▶ _What is being asked_
Word for word, restate every line of the material.

▶ _Records shown_
□ □ □ □ □ □ □
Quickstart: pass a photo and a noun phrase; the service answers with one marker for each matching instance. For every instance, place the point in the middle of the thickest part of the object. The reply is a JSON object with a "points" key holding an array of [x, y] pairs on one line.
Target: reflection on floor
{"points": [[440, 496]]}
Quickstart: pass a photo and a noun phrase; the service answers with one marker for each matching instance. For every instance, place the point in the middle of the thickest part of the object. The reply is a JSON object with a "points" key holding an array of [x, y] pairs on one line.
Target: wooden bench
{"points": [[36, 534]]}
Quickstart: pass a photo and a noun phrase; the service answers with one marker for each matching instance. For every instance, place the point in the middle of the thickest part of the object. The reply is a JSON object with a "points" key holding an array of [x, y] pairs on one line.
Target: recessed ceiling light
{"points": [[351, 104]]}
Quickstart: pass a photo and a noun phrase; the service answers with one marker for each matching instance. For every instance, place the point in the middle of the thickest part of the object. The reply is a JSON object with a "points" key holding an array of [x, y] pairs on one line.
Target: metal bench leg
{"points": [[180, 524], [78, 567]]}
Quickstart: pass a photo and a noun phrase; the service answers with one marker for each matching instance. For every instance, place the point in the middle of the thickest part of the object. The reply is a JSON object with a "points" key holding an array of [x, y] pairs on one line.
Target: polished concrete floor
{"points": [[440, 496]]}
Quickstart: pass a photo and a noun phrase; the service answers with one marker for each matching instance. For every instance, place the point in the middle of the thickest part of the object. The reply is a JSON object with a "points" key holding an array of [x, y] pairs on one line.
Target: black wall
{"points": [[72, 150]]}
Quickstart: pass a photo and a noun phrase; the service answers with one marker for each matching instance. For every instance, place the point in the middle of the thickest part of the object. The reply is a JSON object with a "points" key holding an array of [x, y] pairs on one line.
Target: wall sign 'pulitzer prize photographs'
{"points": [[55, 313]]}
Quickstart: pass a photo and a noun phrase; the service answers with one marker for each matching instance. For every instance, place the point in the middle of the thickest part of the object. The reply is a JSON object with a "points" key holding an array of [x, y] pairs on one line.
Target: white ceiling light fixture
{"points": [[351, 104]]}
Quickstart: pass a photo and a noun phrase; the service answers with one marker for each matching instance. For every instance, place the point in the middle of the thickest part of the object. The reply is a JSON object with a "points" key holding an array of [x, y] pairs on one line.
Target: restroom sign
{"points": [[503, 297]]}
□ □ □ □ □ □ □
▶ _Completed exercise_
Quickstart: pass a photo and a noun phrase; the service answers with one marker for each matching instance. For every instance, place the point in the middle of the thickest part of the object. The reply is a JSON object with a "points" key holding an array of [x, y] pairs on one line.
Target: reflection on floor
{"points": [[440, 496]]}
Quickstart: pass a photo and a noun phrase; the service answers with one marker for each matching instance. For every instance, place the point in the middle of the thickest part of the object. The reply is a JSON object with a "points" key holding an array of [x, y] pairs on one line.
Target: wooden bench
{"points": [[36, 534]]}
Quickstart: pass a photo and a noun phrase; the service answers with one marker for each matching instance. For every instance, place the point in the middle of the thickest part of the object. The reply is a JSON object with a "points" key holding an array of [x, y] pairs on one line.
Target: recessed ceiling light
{"points": [[351, 104]]}
Quickstart: pass a photo and a noun phrase; the service answers with one marker for each matching instance. For every instance, place the point in the middle of the thickest part of the object. The reply is a JSON object with a "points" key holding an array of [x, y] pairs on one line.
Target: metal bench leg
{"points": [[180, 524], [78, 567]]}
Quickstart: pass a photo and a noun phrase; the service answers with one marker for each matching instance. For every instance, place the point in the middle of the thickest part of the object. The reply is a JSON object with a "points" key holding an array of [x, y] pairs on one line.
Target: polished concrete floor
{"points": [[440, 496]]}
Quickstart: pass a photo and a noun phrase; the service answers with one marker for each matching instance. For every instance, place the point in the middle of the thickest part of the object. The reply is a JSON object with a "points" key holding an array of [x, y] pairs on one line.
Target: black wall
{"points": [[72, 150]]}
Quickstart: pass a photo and a noun phrase; the service answers with one marker for each matching instance. For every instance, place the point in the middle of the thickest part of the object. The reply is a JSON object with a "points" key holding an array of [x, y] pairs on one line.
Target: wall sign 'pulitzer prize photographs'
{"points": [[55, 313]]}
Quickstart: pass a photo and a noun phrase; the service answers with one marker for each matching instance. For every instance, place the point in the middle of the thickest part of the object. The reply is a JSON object with a "points" key holding an array of [x, y] pairs on one line.
Target: white ceiling light fixture
{"points": [[351, 104]]}
Quickstart: pass a photo and a noun phrase; the service answers with one marker for each matching instance. For every instance, place the point in the middle of the thickest part of the object. The reply is a JSON object with a "points" key holding an array of [x, y] pairs on one line.
Target: restroom sign
{"points": [[503, 297]]}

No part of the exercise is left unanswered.